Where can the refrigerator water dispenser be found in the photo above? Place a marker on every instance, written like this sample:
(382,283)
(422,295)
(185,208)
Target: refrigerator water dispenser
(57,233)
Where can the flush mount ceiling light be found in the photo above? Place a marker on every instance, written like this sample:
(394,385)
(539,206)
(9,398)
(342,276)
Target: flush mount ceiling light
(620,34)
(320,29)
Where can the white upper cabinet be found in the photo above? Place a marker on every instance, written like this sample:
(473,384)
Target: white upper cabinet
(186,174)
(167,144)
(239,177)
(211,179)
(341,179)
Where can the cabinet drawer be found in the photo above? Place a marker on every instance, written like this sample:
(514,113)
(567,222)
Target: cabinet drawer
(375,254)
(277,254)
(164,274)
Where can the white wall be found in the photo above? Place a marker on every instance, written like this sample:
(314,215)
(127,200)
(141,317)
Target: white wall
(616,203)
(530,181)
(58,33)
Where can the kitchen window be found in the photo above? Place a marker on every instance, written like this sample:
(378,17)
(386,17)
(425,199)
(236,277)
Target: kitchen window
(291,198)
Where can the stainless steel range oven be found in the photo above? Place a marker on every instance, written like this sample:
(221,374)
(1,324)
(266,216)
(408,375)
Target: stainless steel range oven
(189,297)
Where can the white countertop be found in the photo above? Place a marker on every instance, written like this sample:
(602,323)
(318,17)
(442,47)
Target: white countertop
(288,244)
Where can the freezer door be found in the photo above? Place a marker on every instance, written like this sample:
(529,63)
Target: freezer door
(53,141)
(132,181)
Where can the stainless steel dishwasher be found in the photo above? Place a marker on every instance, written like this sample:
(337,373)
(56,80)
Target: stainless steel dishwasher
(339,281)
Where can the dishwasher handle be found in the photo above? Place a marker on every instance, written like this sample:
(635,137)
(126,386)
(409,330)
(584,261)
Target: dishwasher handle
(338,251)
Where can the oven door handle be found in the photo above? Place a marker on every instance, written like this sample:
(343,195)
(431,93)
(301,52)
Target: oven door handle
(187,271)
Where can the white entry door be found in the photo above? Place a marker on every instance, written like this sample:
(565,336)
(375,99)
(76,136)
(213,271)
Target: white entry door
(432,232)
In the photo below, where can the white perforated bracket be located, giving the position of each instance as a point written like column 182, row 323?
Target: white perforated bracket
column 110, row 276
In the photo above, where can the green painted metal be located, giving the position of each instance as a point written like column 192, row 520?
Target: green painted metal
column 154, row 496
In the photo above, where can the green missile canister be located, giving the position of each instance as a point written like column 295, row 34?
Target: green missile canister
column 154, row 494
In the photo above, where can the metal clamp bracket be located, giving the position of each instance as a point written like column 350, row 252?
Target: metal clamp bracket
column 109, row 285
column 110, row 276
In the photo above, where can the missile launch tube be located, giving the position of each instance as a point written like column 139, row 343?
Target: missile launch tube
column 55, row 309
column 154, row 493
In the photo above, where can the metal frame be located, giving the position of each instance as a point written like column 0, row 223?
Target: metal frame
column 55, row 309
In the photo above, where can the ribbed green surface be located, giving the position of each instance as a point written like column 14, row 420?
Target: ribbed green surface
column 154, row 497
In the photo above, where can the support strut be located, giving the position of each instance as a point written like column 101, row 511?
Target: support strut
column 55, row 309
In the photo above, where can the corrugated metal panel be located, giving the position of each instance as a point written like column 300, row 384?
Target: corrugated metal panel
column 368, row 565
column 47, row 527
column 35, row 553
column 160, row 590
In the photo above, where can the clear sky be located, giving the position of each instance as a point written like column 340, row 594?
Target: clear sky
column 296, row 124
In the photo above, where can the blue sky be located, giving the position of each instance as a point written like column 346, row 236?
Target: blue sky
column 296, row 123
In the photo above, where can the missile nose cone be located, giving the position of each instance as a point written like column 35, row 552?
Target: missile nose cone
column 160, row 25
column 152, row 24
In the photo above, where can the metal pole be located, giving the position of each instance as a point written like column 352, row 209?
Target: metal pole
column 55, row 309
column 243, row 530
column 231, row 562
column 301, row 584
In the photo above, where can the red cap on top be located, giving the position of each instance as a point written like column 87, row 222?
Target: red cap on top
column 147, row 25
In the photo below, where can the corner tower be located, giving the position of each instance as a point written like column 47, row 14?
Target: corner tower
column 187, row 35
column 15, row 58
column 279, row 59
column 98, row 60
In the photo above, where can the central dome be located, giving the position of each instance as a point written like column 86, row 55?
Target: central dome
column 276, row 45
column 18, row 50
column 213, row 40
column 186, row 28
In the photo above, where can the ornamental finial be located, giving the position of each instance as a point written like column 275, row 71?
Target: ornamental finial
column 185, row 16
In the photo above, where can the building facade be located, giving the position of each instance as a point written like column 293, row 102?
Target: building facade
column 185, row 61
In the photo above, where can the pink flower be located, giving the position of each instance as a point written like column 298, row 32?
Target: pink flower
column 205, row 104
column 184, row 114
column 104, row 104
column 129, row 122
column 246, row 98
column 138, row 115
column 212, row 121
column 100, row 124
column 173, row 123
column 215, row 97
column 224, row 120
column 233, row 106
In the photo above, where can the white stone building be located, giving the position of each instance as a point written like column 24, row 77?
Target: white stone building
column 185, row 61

☆ ☆ ☆

위 항목들의 모든 줄을 한 줄당 문자열 하나씩 JSON 목록으로 정리하세요. 빈 줄은 넣지 마세요.

[
  "Where can the refrigerator water dispenser be found in the photo above? Place a marker on every instance, written like this sample:",
  "(382,283)",
  "(422,295)",
  "(185,208)",
  "Target: refrigerator water dispenser",
  "(57,233)",
  "Where can the flush mount ceiling light be found in the photo above? Place a marker on every instance, written like this sample:",
  "(394,385)",
  "(539,206)",
  "(9,398)",
  "(342,276)",
  "Target: flush mount ceiling light",
  "(620,34)",
  "(320,29)",
  "Where can the white upper cabinet be found in the photo above? Place a marker on every instance, written like this sample:",
  "(473,384)",
  "Target: white upper cabinet",
  "(186,174)",
  "(167,144)",
  "(239,177)",
  "(211,179)",
  "(341,179)",
  "Where can the cabinet drawer be found in the photo above? Place a marker on every instance, written like this sample:",
  "(514,113)",
  "(567,222)",
  "Target: cabinet drawer",
  "(375,254)",
  "(277,254)",
  "(164,274)",
  "Where can the white wall be found in the photo above? Place a marker on every instance, written like this sample:",
  "(314,215)",
  "(127,200)",
  "(141,317)",
  "Target: white wall",
  "(616,203)",
  "(530,181)",
  "(58,33)",
  "Where can the kitchen window be found in the photo above? Place a marker on every instance, written like this sample:",
  "(378,17)",
  "(386,17)",
  "(425,199)",
  "(236,277)",
  "Target: kitchen window",
  "(291,198)",
  "Where can the stainless steel range oven be found in the photo above? Place a marker on every instance, written like this sample:",
  "(221,374)",
  "(1,324)",
  "(266,216)",
  "(408,375)",
  "Target: stainless steel range oven",
  "(189,297)",
  "Where can the white countertop be found in the photo above? Place a marker on every instance, written like this sample:",
  "(602,323)",
  "(318,17)",
  "(442,47)",
  "Target: white countertop",
  "(288,244)",
  "Where can the freezer door be found in the photo above? Place a marker on every instance, written like this sample:",
  "(529,63)",
  "Target: freezer door",
  "(53,141)",
  "(132,181)",
  "Where can the stainless steel dishwasher be found in the photo above? Place a marker on every instance, written like this sample:",
  "(337,373)",
  "(56,80)",
  "Target: stainless steel dishwasher",
  "(339,281)",
  "Where can the dishwasher handle be found in the photo above? Place a marker on every instance, written like this sample:",
  "(635,137)",
  "(126,386)",
  "(409,330)",
  "(584,261)",
  "Target: dishwasher handle",
  "(338,251)",
  "Where can the oven door handle be found in the photo above? Place a marker on every instance, written like this sample:",
  "(343,195)",
  "(431,93)",
  "(301,52)",
  "Target: oven door handle",
  "(187,271)",
  "Where can the white entry door be found in the photo above? Place a marker on every instance, written like this sample:",
  "(565,336)",
  "(375,99)",
  "(76,136)",
  "(213,271)",
  "Target: white entry door",
  "(432,232)",
  "In the photo below, where can the white perforated bracket be located, giving the position of each instance as a point written like column 182, row 323?",
  "Target: white perforated bracket",
  "column 110, row 276",
  "In the photo above, where can the green painted metal be located, giving the position of each instance as a point written like column 192, row 520?",
  "Target: green painted metal",
  "column 154, row 496",
  "In the photo above, where can the green missile canister be located, giving the position of each instance as a point written like column 295, row 34?",
  "Target: green missile canister",
  "column 154, row 494",
  "In the photo above, where can the metal clamp bracket be located, giving the position of each instance as a point written like column 350, row 252?",
  "Target: metal clamp bracket",
  "column 109, row 285",
  "column 110, row 276",
  "In the photo above, where can the missile launch tube be located, giving the position of each instance as a point written like column 139, row 343?",
  "Target: missile launch tube",
  "column 55, row 309",
  "column 154, row 493",
  "In the photo above, where can the metal frame be located, giving the position of each instance as a point written like column 0, row 223?",
  "Target: metal frame",
  "column 55, row 309",
  "In the photo above, where can the ribbed green surface be located, giving the position of each instance as a point written like column 14, row 420?",
  "Target: ribbed green surface",
  "column 154, row 497",
  "In the photo above, where can the support strut be located, giving the position of each instance as a point written like column 101, row 511?",
  "Target: support strut",
  "column 55, row 309",
  "In the photo above, where can the corrugated metal panel be located, giving the position of each instance as a point written like column 300, row 384?",
  "Target: corrugated metal panel",
  "column 368, row 565",
  "column 47, row 527",
  "column 35, row 553",
  "column 160, row 590",
  "In the photo above, where can the clear sky be located, giving the position of each instance as a point written like column 340, row 594?",
  "Target: clear sky",
  "column 296, row 124",
  "In the photo above, where can the blue sky be located, giving the position of each instance as a point written like column 346, row 236?",
  "Target: blue sky",
  "column 296, row 123",
  "In the photo above, where can the missile nose cone be located, giving the position of each instance as a point written like column 35, row 552?",
  "Target: missile nose cone",
  "column 160, row 25",
  "column 152, row 24",
  "In the photo above, where can the metal pole be located, giving the position of each instance as a point written like column 352, row 209?",
  "Target: metal pole",
  "column 55, row 309",
  "column 243, row 530",
  "column 231, row 562",
  "column 301, row 584",
  "In the photo above, where can the red cap on top be located, giving the position of each instance as a point written like column 87, row 222?",
  "Target: red cap on top",
  "column 147, row 25",
  "In the photo below, where can the corner tower be located, giving the position of each instance as a point written like column 47, row 14?",
  "Target: corner tower",
  "column 187, row 35",
  "column 15, row 58",
  "column 279, row 59",
  "column 98, row 60",
  "In the photo above, where can the central dome be located, giving the position of each instance as a point written like column 86, row 55?",
  "Target: central dome",
  "column 276, row 45",
  "column 18, row 50",
  "column 213, row 40",
  "column 186, row 28",
  "In the photo above, where can the ornamental finial be located, giving the position of each instance as a point written like column 275, row 71?",
  "Target: ornamental finial",
  "column 185, row 16",
  "In the photo above, where can the building facade be located, giving the position of each instance as a point written like column 293, row 102?",
  "Target: building facade",
  "column 185, row 61",
  "In the photo above, where can the pink flower be located, giving the position of each instance as a point written like column 298, row 32?",
  "Target: pink flower",
  "column 205, row 104",
  "column 184, row 114",
  "column 104, row 104",
  "column 129, row 122",
  "column 246, row 98",
  "column 138, row 115",
  "column 212, row 121",
  "column 100, row 124",
  "column 173, row 123",
  "column 215, row 97",
  "column 224, row 120",
  "column 233, row 106",
  "In the photo above, where can the white stone building be located, giving the position of each instance as a point written like column 24, row 77?",
  "Target: white stone building",
  "column 185, row 61"
]